### GOAL:
Count the lines in the entries below that contain the string "shelf", with case counting. Reply with the number alone.

### RECORDS SUPPLIED:

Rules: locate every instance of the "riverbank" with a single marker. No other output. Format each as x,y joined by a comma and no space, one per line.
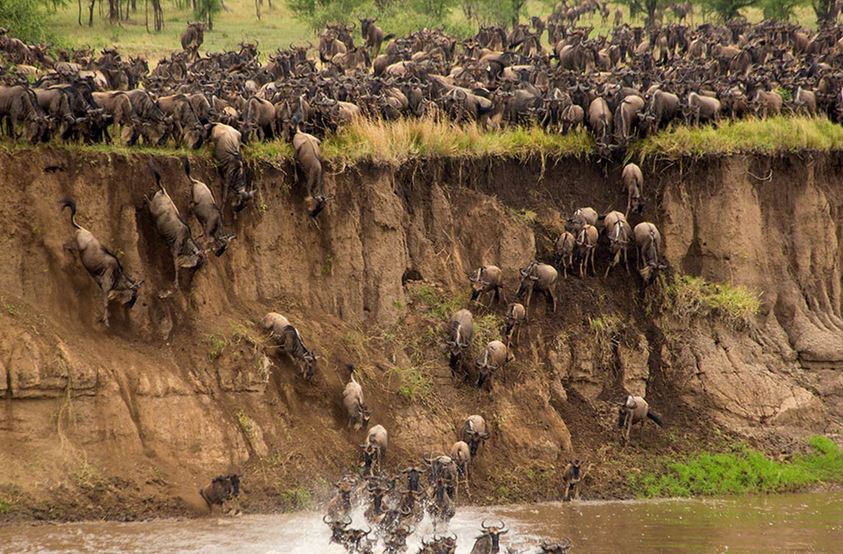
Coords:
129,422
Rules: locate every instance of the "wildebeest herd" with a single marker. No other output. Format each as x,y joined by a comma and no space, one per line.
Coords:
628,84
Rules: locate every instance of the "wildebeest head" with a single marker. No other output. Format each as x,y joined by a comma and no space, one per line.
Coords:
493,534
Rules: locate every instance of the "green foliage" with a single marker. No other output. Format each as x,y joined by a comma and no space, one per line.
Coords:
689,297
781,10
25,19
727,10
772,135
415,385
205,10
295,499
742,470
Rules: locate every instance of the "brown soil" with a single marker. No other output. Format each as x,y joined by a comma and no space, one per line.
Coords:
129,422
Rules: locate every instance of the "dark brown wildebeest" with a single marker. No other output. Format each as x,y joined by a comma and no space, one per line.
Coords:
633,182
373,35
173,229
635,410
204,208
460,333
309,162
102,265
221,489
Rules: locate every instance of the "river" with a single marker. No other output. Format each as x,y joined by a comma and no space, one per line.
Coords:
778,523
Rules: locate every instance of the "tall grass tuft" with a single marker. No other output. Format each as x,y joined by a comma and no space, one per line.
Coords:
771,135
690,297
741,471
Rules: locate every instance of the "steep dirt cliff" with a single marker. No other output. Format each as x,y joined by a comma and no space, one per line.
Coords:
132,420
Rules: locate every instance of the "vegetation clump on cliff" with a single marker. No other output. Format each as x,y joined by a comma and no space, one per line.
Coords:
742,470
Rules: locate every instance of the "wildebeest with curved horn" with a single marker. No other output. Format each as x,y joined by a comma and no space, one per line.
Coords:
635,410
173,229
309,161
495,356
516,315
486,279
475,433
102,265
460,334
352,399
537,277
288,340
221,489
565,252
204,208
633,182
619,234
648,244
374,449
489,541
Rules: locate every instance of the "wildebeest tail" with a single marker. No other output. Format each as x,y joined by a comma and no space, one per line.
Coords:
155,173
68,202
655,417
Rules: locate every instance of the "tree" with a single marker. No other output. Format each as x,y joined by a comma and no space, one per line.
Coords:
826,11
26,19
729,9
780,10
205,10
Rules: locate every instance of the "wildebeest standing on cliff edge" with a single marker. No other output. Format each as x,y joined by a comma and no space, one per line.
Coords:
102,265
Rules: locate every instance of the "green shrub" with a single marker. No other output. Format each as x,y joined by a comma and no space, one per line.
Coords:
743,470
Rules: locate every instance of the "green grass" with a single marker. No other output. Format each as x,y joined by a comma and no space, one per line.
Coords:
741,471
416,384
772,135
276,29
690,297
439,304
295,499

* * *

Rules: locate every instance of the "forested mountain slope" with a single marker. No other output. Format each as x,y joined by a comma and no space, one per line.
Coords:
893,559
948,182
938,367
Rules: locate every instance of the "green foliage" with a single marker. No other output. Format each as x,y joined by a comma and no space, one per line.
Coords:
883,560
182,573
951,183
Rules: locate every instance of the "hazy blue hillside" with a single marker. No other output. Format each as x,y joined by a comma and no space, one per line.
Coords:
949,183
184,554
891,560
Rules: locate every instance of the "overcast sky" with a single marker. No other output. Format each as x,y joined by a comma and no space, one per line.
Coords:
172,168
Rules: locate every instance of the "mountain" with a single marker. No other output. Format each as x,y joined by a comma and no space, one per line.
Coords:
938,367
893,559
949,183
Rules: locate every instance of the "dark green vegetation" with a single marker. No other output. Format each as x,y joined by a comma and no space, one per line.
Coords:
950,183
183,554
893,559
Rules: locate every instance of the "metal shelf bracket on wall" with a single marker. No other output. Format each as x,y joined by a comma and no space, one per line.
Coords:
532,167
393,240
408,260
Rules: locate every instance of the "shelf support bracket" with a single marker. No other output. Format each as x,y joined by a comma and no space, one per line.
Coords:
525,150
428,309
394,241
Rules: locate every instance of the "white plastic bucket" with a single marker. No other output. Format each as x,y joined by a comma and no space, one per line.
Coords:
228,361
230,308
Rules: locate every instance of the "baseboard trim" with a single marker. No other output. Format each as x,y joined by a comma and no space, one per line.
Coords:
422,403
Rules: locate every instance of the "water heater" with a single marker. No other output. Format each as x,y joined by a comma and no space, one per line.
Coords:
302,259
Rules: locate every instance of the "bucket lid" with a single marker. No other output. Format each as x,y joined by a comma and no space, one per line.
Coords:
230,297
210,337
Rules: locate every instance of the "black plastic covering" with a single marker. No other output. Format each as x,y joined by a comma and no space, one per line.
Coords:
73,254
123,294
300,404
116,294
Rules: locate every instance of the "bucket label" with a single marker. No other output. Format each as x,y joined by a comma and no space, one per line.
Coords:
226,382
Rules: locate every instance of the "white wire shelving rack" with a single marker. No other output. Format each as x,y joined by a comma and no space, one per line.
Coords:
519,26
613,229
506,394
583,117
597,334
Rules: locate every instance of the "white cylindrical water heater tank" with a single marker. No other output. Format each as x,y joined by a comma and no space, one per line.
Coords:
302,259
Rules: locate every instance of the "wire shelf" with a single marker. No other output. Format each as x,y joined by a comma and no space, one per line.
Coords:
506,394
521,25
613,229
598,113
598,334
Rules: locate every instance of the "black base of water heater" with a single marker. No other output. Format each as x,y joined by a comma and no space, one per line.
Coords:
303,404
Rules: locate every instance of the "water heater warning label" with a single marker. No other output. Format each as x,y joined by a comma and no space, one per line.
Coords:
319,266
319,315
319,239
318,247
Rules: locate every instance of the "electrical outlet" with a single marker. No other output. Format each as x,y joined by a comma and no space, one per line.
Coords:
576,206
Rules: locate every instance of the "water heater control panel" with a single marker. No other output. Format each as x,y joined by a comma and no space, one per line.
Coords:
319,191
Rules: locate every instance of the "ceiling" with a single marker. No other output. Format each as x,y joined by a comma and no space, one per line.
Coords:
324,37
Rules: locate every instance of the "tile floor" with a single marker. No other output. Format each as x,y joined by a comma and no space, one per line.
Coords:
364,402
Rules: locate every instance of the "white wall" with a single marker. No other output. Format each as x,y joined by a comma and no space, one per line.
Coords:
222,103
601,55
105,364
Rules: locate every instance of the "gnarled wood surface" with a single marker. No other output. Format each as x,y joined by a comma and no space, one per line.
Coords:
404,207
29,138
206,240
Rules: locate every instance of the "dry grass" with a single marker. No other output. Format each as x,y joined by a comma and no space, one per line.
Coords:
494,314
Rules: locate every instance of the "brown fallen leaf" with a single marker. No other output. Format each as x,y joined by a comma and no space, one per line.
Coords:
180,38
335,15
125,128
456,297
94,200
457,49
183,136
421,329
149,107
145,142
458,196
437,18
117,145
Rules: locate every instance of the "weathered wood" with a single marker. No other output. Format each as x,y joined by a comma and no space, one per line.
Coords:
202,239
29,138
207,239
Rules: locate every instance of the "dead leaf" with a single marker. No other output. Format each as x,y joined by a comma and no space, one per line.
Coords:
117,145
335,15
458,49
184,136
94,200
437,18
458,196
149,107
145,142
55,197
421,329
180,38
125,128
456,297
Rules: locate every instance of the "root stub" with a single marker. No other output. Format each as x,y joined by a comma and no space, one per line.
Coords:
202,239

---

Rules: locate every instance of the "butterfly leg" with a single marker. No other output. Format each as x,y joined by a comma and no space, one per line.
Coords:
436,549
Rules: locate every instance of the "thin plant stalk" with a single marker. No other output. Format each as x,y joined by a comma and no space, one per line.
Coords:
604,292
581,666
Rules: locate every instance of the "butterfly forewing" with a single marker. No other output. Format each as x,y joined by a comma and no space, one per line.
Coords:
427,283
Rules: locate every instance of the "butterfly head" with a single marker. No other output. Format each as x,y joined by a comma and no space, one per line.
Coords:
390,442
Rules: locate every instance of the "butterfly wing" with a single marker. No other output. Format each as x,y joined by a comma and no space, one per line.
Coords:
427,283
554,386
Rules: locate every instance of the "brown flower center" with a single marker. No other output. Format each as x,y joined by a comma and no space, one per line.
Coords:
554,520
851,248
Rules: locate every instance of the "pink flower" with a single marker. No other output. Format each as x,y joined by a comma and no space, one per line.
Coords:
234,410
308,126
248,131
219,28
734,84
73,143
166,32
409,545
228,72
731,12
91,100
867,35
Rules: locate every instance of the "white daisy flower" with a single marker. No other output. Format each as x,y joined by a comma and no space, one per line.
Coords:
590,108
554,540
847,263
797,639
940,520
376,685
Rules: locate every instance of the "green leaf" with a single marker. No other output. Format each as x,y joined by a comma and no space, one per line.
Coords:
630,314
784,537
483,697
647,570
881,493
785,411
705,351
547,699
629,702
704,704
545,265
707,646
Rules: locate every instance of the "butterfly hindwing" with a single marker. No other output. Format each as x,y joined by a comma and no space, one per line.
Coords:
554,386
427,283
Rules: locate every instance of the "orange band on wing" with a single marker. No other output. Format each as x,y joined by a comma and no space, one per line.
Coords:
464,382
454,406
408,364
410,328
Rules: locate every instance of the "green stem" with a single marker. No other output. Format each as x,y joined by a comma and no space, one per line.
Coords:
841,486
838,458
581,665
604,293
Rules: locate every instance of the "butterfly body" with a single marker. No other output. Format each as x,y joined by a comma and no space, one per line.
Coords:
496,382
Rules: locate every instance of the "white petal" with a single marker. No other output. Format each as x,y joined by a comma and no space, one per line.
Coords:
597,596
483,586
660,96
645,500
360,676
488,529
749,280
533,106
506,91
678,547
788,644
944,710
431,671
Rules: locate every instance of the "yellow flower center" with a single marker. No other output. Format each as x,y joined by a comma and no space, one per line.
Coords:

### ANSWER TO THIS PROBLEM:
3